Again in 1940, J. Alden Mason undertook archaeological excavations at Panama's Sitio Conte in Coclé Province. From the tombs he recovered elaborate ceramics and gold. The 4,000 specimens are over 1,000 years old, and in 1988, became the subject of the traveling exhibition Beneath the Surface: Life, Death and Gold in Ancient Panama. Also from Panama, the American Section houses large collections from Chiriqui Province acquired by T.R. von der Leith, J. A. McNeil, and F.A. Stearns in the 1920s. The Museum has conducted many years of important research at Tikal in the Petén region of Guatemala; at Caracol in Belize; Chalchuapa, El Salvador; at Copan, Honduras; Quiriquá, Guatemala; and Xunantunich, Belize, though collections from these sites are not part of the Museum's holdings.
The American Section's ethnographic collections from Mesoamerica include strong collections of masks, ceramics, and textiles from Guatemala, and very small collections from Mexico, Panama, Costa Rica, Nicaragua, and El Salvador. In Guatemala, Robert Burkitt acquired ethnographic ceramics, textiles, tools, hammocks, fans and gourds from the Alta Verapaz in the 1910s. The Museum houses the outstanding Lilly de Jongh Osborne collection of 19th and early 20th Century Guatemalan textiles, exceptional because of its complete outfits for men, women and children acquired systematically across different Guatemalan villages. This collection includes raw material and other objects and tools related to weaving. Ruben Reina studied the production of ceramics in Guatemala in the 1960s and 1970s, and collected ceramics and textiles from the region. The Section houses a large collection of Guatemalan masks amassed by James Moore in the 1960s.
The Museum's South American collections are as varied as the regions from which they come - the arid coast of Peru, the Andean Highlands, and the tropical lowlands of the Amazon Basin. The collections include anthropological materials from Argentina, Bolivia, Brazil, Chile, Colombia, Ecuador, Guyana, Paraguay, Peru, and Venezuela.
The Museum's first South American expedition was carried out in 1895 by archaeologist Max Uhle in the Lake Titicaca Basin of Bolivia and Peru, and the results of these excavations are housed at the Museum. Uhle conducted subsequent pioneering excavations on the Peruvian coast at Ancash, Lambayeqye, and Lima, but most importantly, at the archaeological site of Pachacamac, in 1896. An important pilgrimage site with a broad temporal range, Uhle's excavations at Pachacamac yielded large collections of ceramics, lithics and well preserved organic remains including textiles, wood, basketry, shell, feathers, and other materials. Uhle inspired others to set out on their own archaeological and ethnographic field projects: the Amazon area in Brazil, Guyana, and eastern Peru, as well as to Venezuela, Colombia and the Andes.

Items:
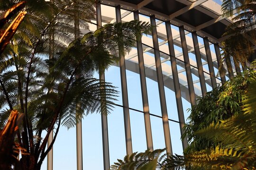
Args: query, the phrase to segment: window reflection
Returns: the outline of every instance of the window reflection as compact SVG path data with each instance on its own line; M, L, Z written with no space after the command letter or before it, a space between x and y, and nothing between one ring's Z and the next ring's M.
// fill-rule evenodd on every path
M110 165L126 155L123 108L116 106L108 115L108 131Z
M86 169L103 169L101 116L94 113L82 120L82 163Z
M169 125L170 126L173 154L182 155L183 154L183 147L181 139L180 124L177 122L169 121Z
M165 148L165 143L162 118L150 116L150 121L154 149Z
M132 152L144 152L147 147L144 113L131 110L129 112Z
M76 170L75 128L61 126L53 147L53 169Z

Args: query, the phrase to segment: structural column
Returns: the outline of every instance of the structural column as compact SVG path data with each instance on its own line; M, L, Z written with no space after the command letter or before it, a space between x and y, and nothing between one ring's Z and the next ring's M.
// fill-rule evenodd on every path
M98 0L96 5L96 19L97 28L101 27L101 1ZM101 83L105 83L105 74L101 73L100 75ZM101 109L105 107L104 104L101 104ZM101 114L101 128L102 133L102 146L103 154L103 162L104 170L110 169L110 150L109 147L109 135L108 130L108 117L107 115Z
M47 145L49 146L50 144L52 143L53 140L53 131L52 130L48 138ZM52 147L52 149L47 154L47 170L53 170L53 148Z
M177 64L175 57L174 49L174 42L173 40L173 35L171 28L171 24L170 21L165 22L166 27L166 33L169 46L169 51L170 52L170 60L172 65L172 72L173 73L173 78L175 94L176 94L176 101L177 103L177 107L178 108L178 115L179 116L179 121L180 122L180 128L181 134L184 134L183 128L185 125L185 119L184 118L184 112L183 107L182 106L182 100L181 97L181 89L180 87L180 83L179 81L179 76L178 76L178 70L177 69ZM187 137L185 137L182 141L183 149L184 149L188 146L188 140Z
M200 53L200 49L198 44L198 39L196 32L194 32L192 34L192 38L193 39L193 43L194 44L194 49L195 51L195 55L196 57L196 63L197 68L198 68L198 74L199 76L199 79L200 80L200 85L201 85L201 90L202 91L202 96L205 96L207 90L206 89L206 85L205 84L205 79L204 78L204 74L203 73L203 68L202 64L202 60L201 60L201 54Z
M182 26L179 27L180 35L181 36L181 42L182 43L182 51L183 56L184 57L184 62L185 63L185 69L186 69L186 74L188 81L188 89L190 95L190 102L192 105L196 104L195 91L194 90L194 85L193 79L192 79L192 74L191 68L190 68L190 62L189 61L189 57L188 52L188 47L185 36L184 26Z
M219 51L219 46L218 44L214 44L214 49L215 50L215 52L216 53L218 65L219 68L219 66L220 66L220 62L221 62L221 56L220 56L220 51ZM220 72L220 78L221 79L221 84L223 85L226 81L226 77L225 76L225 73Z
M163 79L163 74L162 72L161 58L155 16L150 17L150 20L151 25L153 26L152 32L152 38L155 51L155 67L156 69L158 90L159 92L161 108L162 110L162 116L163 118L163 124L164 125L164 133L165 134L165 146L166 147L167 152L170 154L172 154L171 136L170 135L170 128L169 127L169 119L168 119L166 102L165 94L165 86L164 85L164 80Z
M139 20L138 11L134 12L134 19ZM138 65L139 75L141 86L141 92L142 94L142 102L143 103L143 112L144 113L144 121L145 123L145 129L146 138L146 145L147 149L152 151L153 150L152 134L151 132L151 126L150 123L150 116L149 115L149 108L148 106L148 100L146 91L146 73L144 67L144 60L143 59L143 50L141 39L137 41L137 50L138 52Z
M116 8L117 22L121 22L121 11L120 5ZM131 141L131 126L130 124L130 115L129 113L129 105L128 103L128 91L126 80L126 72L125 69L125 56L120 56L120 70L121 73L121 83L122 85L122 95L123 96L123 106L124 110L124 118L125 122L125 138L126 140L126 152L127 154L132 153L132 146Z
M207 37L205 37L203 39L203 42L204 43L204 48L205 48L205 52L206 53L207 63L208 63L208 66L209 68L211 85L212 88L214 89L217 86L217 82L216 78L215 78L215 75L214 73L213 64L212 63L212 59L211 58L211 54L210 54L210 48L209 42Z

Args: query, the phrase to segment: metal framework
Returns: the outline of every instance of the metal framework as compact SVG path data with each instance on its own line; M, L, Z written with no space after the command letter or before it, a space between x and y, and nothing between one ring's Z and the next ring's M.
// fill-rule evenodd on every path
M171 135L172 136L175 136L176 133L180 133L181 134L184 133L183 128L185 124L184 113L186 111L183 110L183 106L186 104L184 101L189 102L192 105L196 105L196 97L203 97L205 95L205 94L207 92L207 86L211 86L212 88L217 86L216 79L217 80L219 79L223 84L226 81L226 77L231 78L234 76L233 71L236 71L238 74L241 71L239 67L233 66L233 68L232 69L229 69L228 73L226 74L221 73L220 78L216 77L214 73L214 68L218 68L221 59L219 42L216 40L217 41L214 42L214 43L211 42L213 40L212 37L212 36L208 37L207 34L204 34L203 41L200 41L199 39L199 36L203 36L200 34L201 32L196 32L197 30L211 25L217 21L220 20L226 21L226 19L219 16L217 19L214 18L199 26L194 27L193 30L191 29L193 28L193 27L188 27L187 25L184 26L182 22L175 23L174 25L172 25L174 24L173 23L174 21L179 21L175 18L176 17L193 8L201 8L202 7L201 5L207 1L207 0L197 0L193 2L188 2L185 0L180 0L179 1L183 2L187 6L170 15L166 16L163 14L161 16L163 16L162 20L158 20L160 17L159 16L157 18L156 18L156 15L158 15L159 12L155 11L155 15L153 13L153 15L150 14L148 16L141 14L142 11L146 9L148 13L154 12L145 8L146 5L153 1L154 0L144 0L137 5L122 0L104 1L104 4L107 3L109 5L111 5L111 4L108 2L115 3L115 14L114 16L112 17L103 16L101 15L101 11L104 9L102 9L102 5L101 3L103 1L98 0L96 5L95 22L97 23L97 28L101 27L103 23L107 24L115 22L124 22L126 19L126 17L130 20L134 19L141 21L149 20L153 26L153 30L149 36L143 36L140 40L138 40L136 47L137 50L134 50L134 51L131 51L128 56L120 56L120 60L119 63L114 66L120 68L122 105L119 106L122 107L123 110L126 150L126 153L128 154L131 154L133 152L137 151L133 150L130 110L142 112L144 114L143 123L145 123L146 148L152 151L154 147L152 139L152 122L150 120L150 117L154 116L162 119L164 134L163 139L165 140L167 152L171 154L175 153L173 152L173 145L174 144L172 142L173 139L171 139ZM125 6L123 7L123 6ZM129 9L128 10L130 11L122 11L122 8L124 9L125 7L126 9ZM130 14L133 15L132 15L132 17L130 18L129 16ZM167 17L166 18L168 19L165 19L164 17ZM178 27L175 27L174 26ZM190 30L189 30L189 28ZM189 33L191 33L191 36L188 35ZM211 40L210 42L209 38ZM152 45L143 43L146 42L149 39L151 39L150 41L153 42ZM214 44L214 51L211 51L212 49L211 50L210 46L210 45L212 43ZM195 55L194 59L190 57L189 55L190 53ZM216 54L216 58L214 55L211 55L212 53ZM137 58L137 61L134 60L135 57ZM203 62L203 60L207 62ZM171 63L170 65L165 63L168 61ZM207 64L209 67L209 72L205 68ZM229 65L228 64L228 65ZM138 69L135 69L136 67ZM146 76L146 70L150 70L152 75ZM197 70L198 71L195 71L195 70ZM127 76L127 70L131 71L139 75L143 110L137 110L130 107L129 105L128 95L129 92L128 89L127 82L128 80ZM182 73L185 71L186 76L182 74ZM198 78L198 80L193 81L195 76ZM155 94L159 95L161 116L156 115L150 112L148 90L152 90L147 89L147 85L147 85L146 82L146 78L155 81L158 85L158 89L153 90L159 92L159 93L155 93ZM100 79L101 83L104 84L105 82L104 73L100 75ZM173 81L173 85L165 84L164 80L166 80ZM197 85L198 83L200 85ZM178 120L172 119L168 117L169 113L170 113L168 111L170 110L168 110L167 106L170 103L166 102L167 97L165 89L170 90L175 94L176 105L174 107L176 107L177 113L176 113L178 117ZM104 105L102 105L102 107L104 107ZM101 118L102 130L101 132L102 136L104 169L107 170L110 169L110 163L112 163L110 161L110 152L109 147L109 134L110 132L108 128L108 116L102 115ZM169 123L170 121L179 123L179 132L171 131L172 132L170 132L170 129L172 129L172 127L170 126ZM83 168L86 169L86 166L84 165L83 165L82 162L82 126L81 122L77 122L76 127L77 170L82 170ZM52 136L52 135L50 136ZM51 139L49 138L49 142L50 141ZM187 138L185 138L181 142L183 149L185 149L188 145ZM47 157L48 170L53 170L53 151L52 151L49 152Z

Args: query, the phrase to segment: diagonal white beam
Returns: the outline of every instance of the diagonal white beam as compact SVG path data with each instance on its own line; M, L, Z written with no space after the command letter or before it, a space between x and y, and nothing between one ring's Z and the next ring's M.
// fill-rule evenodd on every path
M190 9L195 8L195 7L203 3L203 2L207 1L208 0L197 0L197 1L194 1L191 4L188 5L186 7L183 8L179 10L178 11L171 14L169 16L170 19L173 19L174 17L178 17L184 13L188 11Z
M238 13L238 11L237 10L235 10L234 11L234 14L233 15L235 15L237 13ZM233 16L231 16L231 17L227 17L226 16L225 16L224 15L221 15L221 16L219 16L218 17L214 18L214 19L213 19L211 20L210 20L208 22L206 22L206 23L204 23L202 24L201 24L201 25L200 26L197 26L197 27L196 27L196 31L199 31L199 30L200 30L202 29L203 29L205 27L207 27L208 26L211 26L212 25L219 21L221 21L223 19L224 19L226 18L228 18L229 19L231 20L232 19L232 18L233 17Z
M141 8L148 4L149 3L153 1L154 0L144 0L142 2L140 2L137 6L138 7L138 9L140 9Z
M207 27L208 26L211 26L212 25L220 21L220 20L222 20L222 19L224 19L226 18L226 17L223 17L222 15L221 15L220 16L216 18L214 18L214 19L213 19L211 20L210 20L208 22L206 22L206 23L204 23L203 24L201 24L201 25L200 26L197 26L197 27L196 27L196 31L199 31L199 30L200 30L202 29L203 29L205 27Z

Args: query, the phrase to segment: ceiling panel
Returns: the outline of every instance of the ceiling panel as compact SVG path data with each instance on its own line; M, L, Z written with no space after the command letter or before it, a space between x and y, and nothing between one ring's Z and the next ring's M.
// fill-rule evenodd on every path
M155 0L145 7L170 15L186 6L186 5L175 0Z

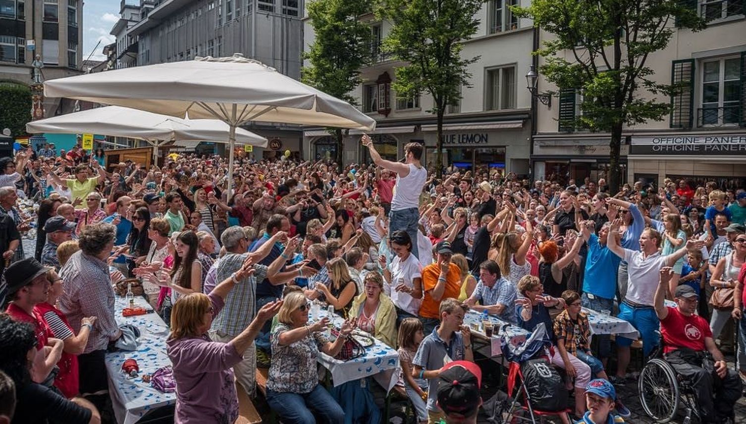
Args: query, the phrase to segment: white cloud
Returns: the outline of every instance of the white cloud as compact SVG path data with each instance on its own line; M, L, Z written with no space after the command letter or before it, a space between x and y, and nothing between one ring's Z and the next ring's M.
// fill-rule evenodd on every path
M101 17L101 20L105 22L114 23L116 21L119 20L119 16L118 15L115 15L114 13L110 13L109 12L107 12L104 13L104 15Z

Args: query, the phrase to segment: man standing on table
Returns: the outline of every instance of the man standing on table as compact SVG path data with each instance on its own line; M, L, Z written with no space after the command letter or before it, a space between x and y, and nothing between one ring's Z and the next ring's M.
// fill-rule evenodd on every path
M100 395L108 396L106 349L110 341L122 336L114 319L114 290L107 264L116 236L116 227L105 222L83 228L78 240L81 250L72 254L60 270L65 290L60 296L59 308L67 316L75 333L81 331L84 317L98 317L88 343L78 357L81 393L95 396L95 400L89 399L94 404L104 400ZM100 409L101 402L98 403Z
M658 272L664 266L674 264L686 255L687 251L700 249L703 241L692 240L686 242L686 249L680 249L666 256L662 256L658 248L662 243L660 233L648 228L640 235L640 250L624 249L619 245L619 227L621 219L617 218L611 224L609 232L609 249L627 263L629 284L624 301L619 305L618 318L629 321L639 331L642 338L642 351L645 356L658 345L656 331L660 324L653 308L653 297L658 287ZM612 383L624 384L627 366L630 364L630 346L633 340L618 337L616 377Z
M419 219L419 196L427 180L427 169L420 163L422 145L410 143L404 146L405 162L401 163L383 159L375 149L373 140L367 134L363 135L361 140L363 146L368 148L374 163L396 172L396 185L394 187L391 213L389 215L389 234L397 230L407 231L412 239L412 255L419 259L416 242L419 231L417 225Z
M674 299L676 308L665 306L671 271L668 266L661 269L655 293L665 361L694 388L702 423L734 423L733 405L741 397L741 378L728 369L712 340L709 324L695 314L699 296L693 288L678 286Z
M439 377L443 366L451 361L474 361L471 333L463 326L466 306L455 299L440 303L440 325L420 343L412 364L415 378L427 379L427 423L439 423L445 417L438 407Z

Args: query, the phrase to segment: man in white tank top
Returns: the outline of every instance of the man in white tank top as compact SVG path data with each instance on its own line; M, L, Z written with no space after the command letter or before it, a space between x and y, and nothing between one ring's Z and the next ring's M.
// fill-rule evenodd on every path
M389 214L389 234L404 230L412 240L418 240L417 221L419 219L419 196L427 180L427 170L420 163L423 146L419 143L404 146L404 163L392 162L380 157L373 146L373 140L367 134L361 139L363 146L368 148L373 163L396 173L396 185L391 200L391 213ZM417 243L412 243L412 255L419 259Z

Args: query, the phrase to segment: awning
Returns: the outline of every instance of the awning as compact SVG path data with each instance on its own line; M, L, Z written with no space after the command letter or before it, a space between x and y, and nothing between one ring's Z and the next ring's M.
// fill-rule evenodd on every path
M376 127L372 131L364 131L363 130L350 130L350 135L361 135L363 134L411 134L415 132L414 125L404 125L402 127ZM326 130L310 130L303 131L304 137L324 137L331 135Z
M445 124L444 131L461 131L474 130L504 130L510 128L522 128L523 121L497 121L494 122L474 122L473 124ZM427 132L438 131L438 125L422 125L422 131Z

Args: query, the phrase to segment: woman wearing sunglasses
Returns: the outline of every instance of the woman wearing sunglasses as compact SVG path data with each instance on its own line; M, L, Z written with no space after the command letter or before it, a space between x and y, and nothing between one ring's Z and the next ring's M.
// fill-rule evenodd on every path
M302 293L289 293L284 299L279 323L272 335L272 357L267 379L267 402L286 423L315 423L310 411L313 409L326 423L342 423L345 412L328 391L319 384L316 358L319 352L336 356L342 350L345 337L334 342L320 331L328 318L309 324L310 305ZM352 318L344 322L339 332L348 335L357 325Z
M251 323L228 343L213 342L207 331L239 281L254 272L251 258L216 287L209 295L181 297L171 311L166 342L176 383L176 423L233 423L238 418L238 396L231 368L243 359L262 325L282 306L268 303Z

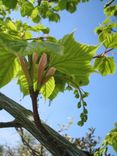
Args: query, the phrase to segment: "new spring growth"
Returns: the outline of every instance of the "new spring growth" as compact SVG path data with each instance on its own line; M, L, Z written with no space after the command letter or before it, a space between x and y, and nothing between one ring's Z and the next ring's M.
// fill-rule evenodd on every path
M43 80L43 84L46 83L52 76L54 76L55 72L56 72L55 67L49 68Z
M42 83L42 79L43 79L43 73L44 73L44 69L46 68L47 65L47 55L45 53L43 53L41 55L41 58L39 60L39 64L38 64L38 80L37 80L37 84L40 87L41 83Z

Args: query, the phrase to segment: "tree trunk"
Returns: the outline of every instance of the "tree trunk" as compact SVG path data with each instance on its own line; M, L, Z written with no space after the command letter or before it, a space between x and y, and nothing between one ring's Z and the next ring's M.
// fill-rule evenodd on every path
M5 123L4 126L0 123L0 128L15 127L15 125L24 127L54 156L88 156L45 123L43 123L45 131L38 129L35 126L32 112L2 93L0 93L0 109L6 110L15 118L11 124L8 122L8 125Z

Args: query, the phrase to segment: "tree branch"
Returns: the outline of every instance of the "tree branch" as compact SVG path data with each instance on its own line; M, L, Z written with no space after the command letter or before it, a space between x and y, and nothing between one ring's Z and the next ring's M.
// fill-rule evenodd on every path
M14 121L10 121L10 122L0 122L0 128L11 128L11 127L22 127L20 123L16 122L16 120Z
M88 156L48 125L42 123L47 133L38 129L34 124L32 112L2 93L0 93L0 107L10 113L22 127L29 131L54 156Z
M95 59L95 58L101 58L102 56L104 56L105 54L109 53L109 52L112 51L112 50L113 50L113 48L108 49L108 50L105 50L103 53L94 56L93 59Z

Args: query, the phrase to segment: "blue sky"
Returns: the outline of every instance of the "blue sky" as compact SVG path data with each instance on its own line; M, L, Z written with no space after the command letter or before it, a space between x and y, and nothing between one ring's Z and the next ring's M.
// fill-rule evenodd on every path
M56 38L61 38L75 30L75 38L81 43L97 44L98 38L94 33L97 27L105 19L103 14L103 6L106 1L92 0L89 3L80 4L78 10L74 14L68 12L61 13L61 21L52 23L44 20L43 23L51 28L50 34ZM16 15L13 15L17 18ZM17 15L18 16L18 15ZM100 49L102 51L102 49ZM116 62L117 56L114 55ZM99 74L93 74L90 77L90 84L83 87L84 90L90 93L87 98L89 119L88 122L81 128L77 126L80 110L77 109L77 100L74 99L72 92L64 92L52 102L51 107L48 107L48 102L40 101L40 112L43 120L53 128L58 129L58 124L64 124L73 118L74 124L68 130L68 134L73 137L83 136L88 128L96 128L96 135L102 139L117 122L117 73L102 77ZM15 80L0 90L5 95L23 104L25 107L31 108L29 97L22 99L22 94ZM20 101L20 99L22 99ZM12 117L0 112L0 121L11 120ZM15 130L0 129L0 144L7 143L14 145L19 141Z

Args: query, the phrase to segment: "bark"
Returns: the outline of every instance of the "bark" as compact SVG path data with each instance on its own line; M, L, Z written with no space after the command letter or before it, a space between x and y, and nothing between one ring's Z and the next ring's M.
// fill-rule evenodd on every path
M0 93L0 109L6 110L15 118L15 122L11 122L11 127L20 127L28 130L50 153L54 156L88 156L86 152L81 151L62 137L59 133L42 123L44 131L38 129L33 120L32 111L27 110L12 99ZM0 128L4 125L10 127L9 123L0 123ZM14 124L14 125L13 125ZM48 135L48 136L47 136Z

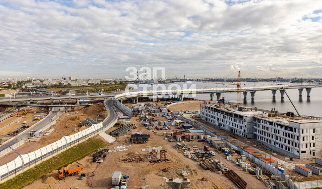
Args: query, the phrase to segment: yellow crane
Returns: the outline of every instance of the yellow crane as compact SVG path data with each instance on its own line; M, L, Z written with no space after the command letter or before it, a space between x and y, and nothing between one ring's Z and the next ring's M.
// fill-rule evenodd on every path
M238 71L238 76L237 80L237 83L233 82L204 82L204 83L217 83L223 85L237 85L237 106L242 106L242 100L241 98L242 90L241 89L241 71ZM244 85L245 85L244 84Z

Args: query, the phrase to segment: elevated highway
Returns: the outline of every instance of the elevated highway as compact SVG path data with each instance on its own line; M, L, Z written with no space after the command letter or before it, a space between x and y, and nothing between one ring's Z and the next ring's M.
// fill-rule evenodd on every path
M254 99L255 93L257 91L263 90L271 90L273 95L273 97L275 97L276 91L279 90L281 93L282 98L284 98L285 89L297 89L298 90L299 96L302 96L302 92L304 89L305 89L308 97L310 96L310 93L312 88L322 87L322 85L277 85L274 86L266 86L259 87L241 87L241 90L244 95L244 98L246 98L248 92L251 93L251 99ZM174 90L149 90L147 91L138 91L132 92L123 93L118 94L115 96L115 99L118 100L128 98L132 98L132 101L134 102L137 101L139 97L147 97L152 96L161 95L178 95L180 100L182 100L184 95L189 95L192 94L209 93L210 95L210 100L213 99L213 96L216 94L217 99L220 98L221 93L224 93L237 92L237 87L230 88L213 88L210 89L176 89Z

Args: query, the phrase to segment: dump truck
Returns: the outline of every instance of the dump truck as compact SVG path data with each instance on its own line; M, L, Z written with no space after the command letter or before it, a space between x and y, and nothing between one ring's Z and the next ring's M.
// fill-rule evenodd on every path
M126 189L127 186L128 186L128 176L127 175L124 175L123 177L121 179L121 187L120 189Z
M58 171L58 178L63 180L66 176L75 176L77 175L80 171L80 167L79 166L75 166L72 167L68 169L66 168L63 170L61 169Z
M112 177L112 185L119 186L122 178L122 171L115 171Z

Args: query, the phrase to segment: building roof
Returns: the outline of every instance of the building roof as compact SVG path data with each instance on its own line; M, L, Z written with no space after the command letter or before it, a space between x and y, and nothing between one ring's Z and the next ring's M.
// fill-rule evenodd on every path
M255 149L249 149L247 150L245 150L247 152L250 153L259 153L259 151L256 150Z
M306 164L306 165L317 169L322 169L322 165L319 165L317 163L307 163Z
M264 153L254 153L252 154L251 155L253 155L253 156L259 156L266 155L266 154L265 154Z
M302 166L300 165L297 165L295 166L295 167L297 167L298 168L301 168L301 169L303 169L303 170L305 170L307 171L312 171L311 169L308 169L306 167Z
M220 142L213 142L215 144L223 144L224 143L226 143L225 142L223 141Z
M277 161L275 159L272 159L271 158L262 158L260 159L260 160L266 163L277 162Z

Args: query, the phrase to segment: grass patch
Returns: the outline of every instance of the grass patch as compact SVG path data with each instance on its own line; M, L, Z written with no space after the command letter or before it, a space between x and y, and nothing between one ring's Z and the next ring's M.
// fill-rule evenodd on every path
M0 189L20 188L43 175L83 158L104 146L100 139L89 139L0 185Z

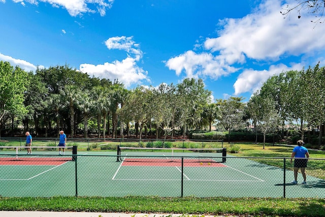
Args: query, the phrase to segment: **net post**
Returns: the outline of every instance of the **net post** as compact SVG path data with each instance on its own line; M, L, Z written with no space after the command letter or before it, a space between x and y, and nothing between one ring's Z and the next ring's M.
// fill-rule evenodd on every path
M283 158L283 198L285 198L285 158Z
M76 161L77 160L77 145L72 146L72 161Z
M121 155L121 149L120 148L120 146L117 146L117 155L116 156L116 162L119 162L120 159L119 157Z
M182 177L181 178L181 197L183 197L184 183L184 157L182 157Z
M222 148L222 163L225 163L226 158L227 156L227 149L226 148Z

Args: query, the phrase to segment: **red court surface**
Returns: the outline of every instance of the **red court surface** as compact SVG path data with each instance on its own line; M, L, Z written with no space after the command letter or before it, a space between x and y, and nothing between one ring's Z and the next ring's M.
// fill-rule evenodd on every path
M71 158L0 158L0 165L59 165L71 160Z
M204 159L199 161L197 159L186 159L183 162L184 167L222 167L226 165L214 161ZM180 159L132 159L127 158L123 160L122 166L154 166L154 167L181 167Z

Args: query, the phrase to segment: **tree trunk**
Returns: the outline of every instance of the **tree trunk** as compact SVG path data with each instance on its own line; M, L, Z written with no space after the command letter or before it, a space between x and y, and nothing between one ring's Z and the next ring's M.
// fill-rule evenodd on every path
M321 138L322 138L322 135L324 133L324 125L322 124L319 126L319 136L318 136L318 145L321 145Z
M97 131L98 132L98 138L101 138L101 122L102 122L102 117L100 114L97 115Z
M105 141L106 131L106 113L104 112L103 115L103 119L104 119L104 123L103 123L103 138L104 138L104 141Z
M121 135L121 138L124 138L124 122L121 121L120 123L120 134Z
M83 125L84 129L83 130L83 138L87 138L88 136L88 115L85 115L83 118Z
M71 138L73 138L75 134L75 112L73 109L73 102L70 101L70 126L71 127Z

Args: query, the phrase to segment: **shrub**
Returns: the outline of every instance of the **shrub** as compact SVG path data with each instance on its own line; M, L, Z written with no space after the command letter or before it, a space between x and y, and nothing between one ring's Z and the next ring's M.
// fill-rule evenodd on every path
M155 148L162 148L164 147L164 142L162 141L155 141L153 146Z
M101 150L108 150L110 149L110 147L108 145L100 145Z
M90 147L91 147L91 148L93 149L96 149L97 148L97 147L98 146L98 144L97 144L97 143L95 143L94 144L91 144L91 145L90 146Z
M147 148L153 147L153 142L150 141L150 142L147 142L147 144L146 144L146 147Z
M230 153L238 153L240 150L240 147L238 145L231 144L229 146L229 152Z
M164 147L166 148L170 148L172 147L172 142L165 142L164 143Z

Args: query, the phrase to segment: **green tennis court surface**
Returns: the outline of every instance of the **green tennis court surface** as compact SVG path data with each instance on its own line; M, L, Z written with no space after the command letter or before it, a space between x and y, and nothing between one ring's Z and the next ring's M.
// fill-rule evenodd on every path
M16 155L9 152L0 152L3 197L282 197L285 189L286 197L325 197L322 179L308 175L307 185L293 185L293 172L286 170L284 189L283 169L231 156L222 163L221 153L125 151L118 158L115 152L79 151L73 161L71 150L63 156L38 151L20 152L11 164L5 158ZM14 164L22 161L28 163Z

Directives:
**1)** Say whether each statement agrees with the text on the museum's American collections, answering yes or no and quoting the deciding words: (a) Max Uhle excavated at Pachacamac in 1896. (b) The Museum's holdings include collections from Tikal. (c) James Moore amassed Guatemalan masks in the 1960s.
**2)** In the records, swap "shrub" for "hedge" in the lines from the one with "Args: query, the phrase to segment: **shrub**" to the one with "M101 150L108 150L110", keeping everything else the same. Give only those lines.
The text and the records come from separate, unrelated sources.

Responses per task:
**1)**
(a) Yes: "but most importantly, at the archaeological site of Pachacamac, in 1896."
(b) No: "though collections from these sites are not part of the Museum's holdings."
(c) Yes: "a large collection of Guatemalan masks amassed by James Moore in the 1960s."

**2)**
Args: query, the phrase to segment: **hedge**
Returns: the outline of every instance of the **hedge** as compact SVG path data with each instance on its own line; M, L, Z written with no space after the command letter or before it, a space between x and y, and nothing between one ring's Z and the next ring's M.
// fill-rule evenodd on every path
M155 148L162 148L164 147L164 142L162 141L155 141L153 146Z
M101 150L108 150L110 149L110 147L108 145L100 145Z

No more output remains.